◆ **Instruction**: Continue the podcast episode summary from where it stops.

** START OF Passage to read **

Podcast Summary
Top Traders Unplugged: Systematic Investor Series
Episode: SI393 – The Illusion of Control in Modern Markets ft. Yoav Git
Host: Niels Kaastrup-Larsen
Guest: Yoav Git
Date: March 28, 2026
Episode Overview
In this deeply analytical episode, host Niels Kaastrup-Larsen is joined by systematic investing expert Yoav Git for a wide-ranging discussion on the unpredictable nature of modern markets, the limitations of control—even for systematic traders—and the mechanics that drive price and risk in periods of extreme volatility. Oscillating between current market events, foundational machine learning concepts, trend following, risk management, and a critical look at influential quant finance research, the episode delivers frank, practical insights for investors aiming to build resilient portfolios in chaotic times.
Key Discussion Points
1. The EM Algorithm, Arthur Dempster, and Machine Learning Roots
(01:19 – 04:12)
-
Tribute to Arthur Dempster: Yoav starts by honoring the late mathematician for inventing the Expectation-Maximization (EM) algorithm, the precursor to much of modern machine learning. He emphasizes how overlooked contributions like Dempster’s underpin the very foundation of current quant and machine learning approaches in finance.
- "A lot of machine learning is predicated by his work. So rest in peace, Arthur." (03:00, Yoav Git)

** END OF Passage to read **
** START OF Records provided **

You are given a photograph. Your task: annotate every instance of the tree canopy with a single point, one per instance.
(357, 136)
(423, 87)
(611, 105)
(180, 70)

** END OF Records provided **

◆ **Written answer**:
-
Explaining the EM Algorithm:
Yoav explains its significance in statistical classification problems (e.g., distinguishing between ‘cats or dogs’) and relates its iterative process as conceptually similar to backpropagation in neural nets.
"It's an iterative process, a little bit like the back propagation process that we have in machine learning these days." (03:37, Yoav Git)
2. Recent Market Dynamics and the ‘Illusion of Control’
(04:12 – 14:40)
- Narrative-Driven Markets and Unpredictable Outcomes:
Niels shares the surprises of a Danish election campaign, highlighting how supposedly pivotal geopolitical topics were displaced by unpredictable narratives (animal welfare and clean drinking water), drawing a clear parallel to market narratives.
"It shows you how unpredictable things are, even at that level... as investors, it's not always that what we expect is what happens." (06:19, Niels Kaastrup-Larsen)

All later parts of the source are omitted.